**課題 1:**
データの行のうち、「Annotation guideline — the target class is flock」を含む行から「104;136;151;161」を含む行までを縮小して書き直してください。指示文もそのまま残し、解答の座標の数値だけを0.7倍して四捨五入で整数にし（0.5は切り上げ）、この範囲の行だけを出力してください。

そして現在、同じサイズのインスタントフィルムが、まったく異なる特性を持って、出現したのである。
2011年暮れ、重量200KGにおよぶ、20x24インチサイズの
世界最大のポラロイド社製ヴィンテージインスタントカメラが日本に上陸した。
撮影には、複数の職人が立ち会わねばならない。
フォーカスを結ぶために。フィルム上を流れる現像液の適正量を耳で計測するために。
写真家は、彼らとの緊張感あふれる共同作業を余儀なくされる。
画像が現れるまで、待つこと数分。
現像液が乾くまでの間(ときに数ヶ月かかることもある)、フィルムは変化しつづける。
最終形を見越してのシャッターチャンス。
モデルは、永年にわたる荒木のミューズ、KaoRiである。
モノクロームの撮影のため、白いブラウスと黒いスカートで現れた清楚な姿が、
1枚1枚、衣裳を脱ぎ捨てるごとに、妖しく艶めき、透明な美しさをまとっていく。
戦場のような撮影現場で産み落とされた作品は、数ヶ月を経て、フィルムに定着した。
不思議なことに、作品の表情には、いっさいの変化が見られなかった。
ちいさな偶然と必然が充満し絡み合い、時の経過が織り込まれて、生成されたこれらの作品は、
まさに奇跡と呼ばれるべきであろう。

**課題 2:**
記事のうち、「撮影には、複数の職人が立ち会わねばならない。」から「モデルは、永年にわたる荒木のミューズ、KaoRiである。」までを一字も変えずに書き出してください。

**データ:**
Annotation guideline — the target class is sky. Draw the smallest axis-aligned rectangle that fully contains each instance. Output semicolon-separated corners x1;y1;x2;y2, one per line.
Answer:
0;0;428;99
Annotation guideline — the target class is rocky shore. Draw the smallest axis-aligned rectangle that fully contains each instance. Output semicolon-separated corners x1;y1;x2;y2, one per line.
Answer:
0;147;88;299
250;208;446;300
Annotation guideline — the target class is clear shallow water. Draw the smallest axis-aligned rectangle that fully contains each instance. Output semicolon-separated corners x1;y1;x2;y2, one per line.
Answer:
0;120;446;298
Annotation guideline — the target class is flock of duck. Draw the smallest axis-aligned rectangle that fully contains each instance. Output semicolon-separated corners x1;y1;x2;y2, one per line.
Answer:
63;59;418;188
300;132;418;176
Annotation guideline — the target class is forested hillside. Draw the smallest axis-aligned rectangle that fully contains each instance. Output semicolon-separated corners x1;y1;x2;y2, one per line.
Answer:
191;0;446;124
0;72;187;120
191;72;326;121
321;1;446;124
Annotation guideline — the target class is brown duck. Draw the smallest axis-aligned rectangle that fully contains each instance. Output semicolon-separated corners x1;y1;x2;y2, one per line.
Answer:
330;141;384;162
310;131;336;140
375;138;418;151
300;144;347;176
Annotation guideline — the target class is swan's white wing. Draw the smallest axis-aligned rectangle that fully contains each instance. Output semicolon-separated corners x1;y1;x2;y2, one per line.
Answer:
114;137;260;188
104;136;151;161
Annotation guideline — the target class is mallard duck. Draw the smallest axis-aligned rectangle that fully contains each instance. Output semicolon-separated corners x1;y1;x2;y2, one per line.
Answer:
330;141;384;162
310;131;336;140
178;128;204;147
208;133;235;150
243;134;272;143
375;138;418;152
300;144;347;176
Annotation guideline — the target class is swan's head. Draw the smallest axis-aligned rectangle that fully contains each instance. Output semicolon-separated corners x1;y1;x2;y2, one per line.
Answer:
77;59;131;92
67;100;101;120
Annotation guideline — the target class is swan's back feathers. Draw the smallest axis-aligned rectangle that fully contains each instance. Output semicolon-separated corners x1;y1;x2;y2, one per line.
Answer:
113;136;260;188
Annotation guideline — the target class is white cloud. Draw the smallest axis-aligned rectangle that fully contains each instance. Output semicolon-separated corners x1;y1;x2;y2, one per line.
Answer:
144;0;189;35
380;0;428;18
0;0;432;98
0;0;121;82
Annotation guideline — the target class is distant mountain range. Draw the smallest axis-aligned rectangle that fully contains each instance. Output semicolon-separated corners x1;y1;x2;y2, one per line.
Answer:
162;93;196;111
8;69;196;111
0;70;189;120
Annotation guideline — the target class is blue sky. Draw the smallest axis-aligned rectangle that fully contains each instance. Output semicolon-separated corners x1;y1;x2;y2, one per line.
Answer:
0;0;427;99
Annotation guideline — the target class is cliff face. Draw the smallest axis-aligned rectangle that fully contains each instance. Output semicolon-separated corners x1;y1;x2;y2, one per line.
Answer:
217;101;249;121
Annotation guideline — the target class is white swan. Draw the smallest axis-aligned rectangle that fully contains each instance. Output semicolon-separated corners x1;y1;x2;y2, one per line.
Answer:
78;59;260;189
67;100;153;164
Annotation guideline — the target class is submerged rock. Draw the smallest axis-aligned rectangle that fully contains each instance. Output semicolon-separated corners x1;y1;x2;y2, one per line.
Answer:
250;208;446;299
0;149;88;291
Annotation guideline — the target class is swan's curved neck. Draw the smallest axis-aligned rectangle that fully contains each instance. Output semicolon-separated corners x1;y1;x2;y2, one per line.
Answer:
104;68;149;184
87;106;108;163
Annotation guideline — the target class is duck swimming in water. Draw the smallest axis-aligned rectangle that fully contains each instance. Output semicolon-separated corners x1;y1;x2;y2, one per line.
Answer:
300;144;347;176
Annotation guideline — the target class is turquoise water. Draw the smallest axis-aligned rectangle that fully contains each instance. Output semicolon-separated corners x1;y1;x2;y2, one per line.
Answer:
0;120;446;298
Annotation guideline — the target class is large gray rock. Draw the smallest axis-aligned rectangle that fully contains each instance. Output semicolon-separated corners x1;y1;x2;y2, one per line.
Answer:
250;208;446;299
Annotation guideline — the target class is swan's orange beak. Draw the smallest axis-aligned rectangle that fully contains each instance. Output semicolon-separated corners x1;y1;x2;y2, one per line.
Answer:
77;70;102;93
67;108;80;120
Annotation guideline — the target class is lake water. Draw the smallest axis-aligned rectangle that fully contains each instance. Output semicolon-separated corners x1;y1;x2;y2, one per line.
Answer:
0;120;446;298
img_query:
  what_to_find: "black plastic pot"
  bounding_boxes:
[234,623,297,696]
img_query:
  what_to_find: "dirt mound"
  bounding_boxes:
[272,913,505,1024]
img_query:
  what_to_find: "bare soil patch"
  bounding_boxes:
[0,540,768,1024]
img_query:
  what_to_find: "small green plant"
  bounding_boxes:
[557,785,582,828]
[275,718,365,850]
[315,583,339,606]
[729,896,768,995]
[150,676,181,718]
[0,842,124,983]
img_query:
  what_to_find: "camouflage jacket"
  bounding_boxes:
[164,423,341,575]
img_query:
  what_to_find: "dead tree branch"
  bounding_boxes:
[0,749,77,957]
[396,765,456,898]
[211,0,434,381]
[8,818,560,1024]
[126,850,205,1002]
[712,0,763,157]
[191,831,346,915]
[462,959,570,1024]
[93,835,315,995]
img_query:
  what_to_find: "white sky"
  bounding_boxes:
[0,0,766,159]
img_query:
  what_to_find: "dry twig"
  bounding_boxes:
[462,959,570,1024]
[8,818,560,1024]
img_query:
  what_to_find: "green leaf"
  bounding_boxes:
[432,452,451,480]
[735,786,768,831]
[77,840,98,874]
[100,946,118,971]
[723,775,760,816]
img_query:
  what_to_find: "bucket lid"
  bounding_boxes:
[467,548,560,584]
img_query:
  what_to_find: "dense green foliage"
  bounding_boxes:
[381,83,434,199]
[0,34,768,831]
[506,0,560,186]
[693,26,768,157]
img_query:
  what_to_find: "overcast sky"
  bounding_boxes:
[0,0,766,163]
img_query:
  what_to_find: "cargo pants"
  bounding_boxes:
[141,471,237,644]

**解答例 1:**
Annotation guideline — the target class is flock of duck. Draw the smallest axis-aligned rectangle that fully contains each instance. Output semicolon-separated corners x1;y1;x2;y2, one per line.
Answer:
44;41;293;132
210;92;293;123
Annotation guideline — the target class is forested hillside. Draw the smallest axis-aligned rectangle that fully contains each instance. Output semicolon-separated corners x1;y1;x2;y2, one per line.
Answer:
134;0;312;87
0;50;131;84
134;50;228;85
225;1;312;87
Annotation guideline — the target class is brown duck. Draw the smallest axis-aligned rectangle that fully contains each instance. Output semicolon-separated corners x1;y1;x2;y2, one per line.
Answer:
231;99;269;113
217;92;235;98
263;97;293;106
210;101;243;123
Annotation guideline — the target class is swan's white wing. Draw the smallest axis-aligned rectangle that fully contains each instance. Output semicolon-separated corners x1;y1;x2;y2, one per line.
Answer:
80;96;182;132
73;95;106;113

**解答例 2:**
撮影には、複数の職人が立ち会わねばならない。
フォーカスを結ぶために。フィルム上を流れる現像液の適正量を耳で計測するために。
写真家は、彼らとの緊張感あふれる共同作業を余儀なくされる。
画像が現れるまで、待つこと数分。
現像液が乾くまでの間(ときに数ヶ月かかることもある)、フィルムは変化しつづける。
最終形を見越してのシャッターチャンス。
モデルは、永年にわたる荒木のミューズ、KaoRiである。